# Document passage start
Written by Leejay Lockhart
Fort Campbell Public Affairs Office
Fort Campbell, KY – Campbell Army Airfield’s main runway will close for repairs April 10th and should reopen in late July or early August.
The $28 million project includes resurfacing the runway, repairing ramps, taxiways, adding lights to the secondary runway, and moving lights to make them easier to maintain on the main runways.
Terry Ennis, airfield manager for Campbell Army Airfield, said the repairs also will decrease the runway width by 50 feet to the industry standard of 150 feet in width. Its overall length will decrease from 11,822 feet to 10,500 feet. The excess portion of the runways will become paved overrun that serve as a safety measure to decrease damage to aircraft on takeoff and landings if something goes wrong.
The runway’s pavement condition index, which is a scale determined by rigorous inspection of a runway’s surface, dropped precipitously from 2013 to 2015, Ennis said. This necessitated the repairs.
“Our PCI in 2013 on the runway was 71,” he said. “The Air Force doesn’t like anything below a 70. In two years it went from a 71 to a 36 and that’s why the Air Force started getting concerned and we started having to look at redoing our runway, because they don’t want to land on anything below 40.”
The last time Campbell Army Airfield underwent major repairs was approximately 10 years ago. Runways deteriorate overtime based on usage and weather. Runways made of asphalt normally last for 15 to 20 years before requiring a major overhaul.
# Document passage end
*Set problem 1*
Convert the listing into a numbered list, starting at the line containing "the photo above." and ending at the end of the listing, leaving out blank lines.
# Supplied data start
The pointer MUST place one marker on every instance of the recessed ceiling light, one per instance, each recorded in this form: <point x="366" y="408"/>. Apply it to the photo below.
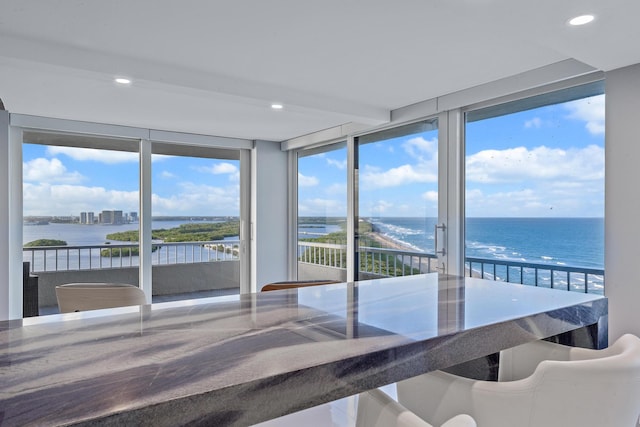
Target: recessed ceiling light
<point x="581" y="20"/>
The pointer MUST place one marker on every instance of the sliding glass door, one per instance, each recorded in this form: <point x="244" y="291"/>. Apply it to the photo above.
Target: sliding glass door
# Supplied data end
*Set problem 2*
List every distance in feet that the runway repair article gives.

*Full output 1*
1. The pointer MUST place one marker on every instance of the sliding glass door, one per instance, each recorded in this form: <point x="244" y="291"/>. Apply it to the photo above.
2. Target: sliding glass door

*Full output 2*
50 feet
150 feet
11,822 feet
10,500 feet